BRIEF: Count the lines in the material below that contain the word "farthest". Give only the number.

MATERIAL SHOWN:
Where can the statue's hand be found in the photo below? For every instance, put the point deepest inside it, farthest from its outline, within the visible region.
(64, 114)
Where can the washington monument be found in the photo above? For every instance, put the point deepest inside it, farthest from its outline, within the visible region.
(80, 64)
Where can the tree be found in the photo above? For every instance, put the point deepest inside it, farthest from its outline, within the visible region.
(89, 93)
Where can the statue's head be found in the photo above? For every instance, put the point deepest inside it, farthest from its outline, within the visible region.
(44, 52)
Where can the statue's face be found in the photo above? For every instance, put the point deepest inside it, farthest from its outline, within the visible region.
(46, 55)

---

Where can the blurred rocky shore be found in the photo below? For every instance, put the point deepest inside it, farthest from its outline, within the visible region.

COMPLETED TASK: 6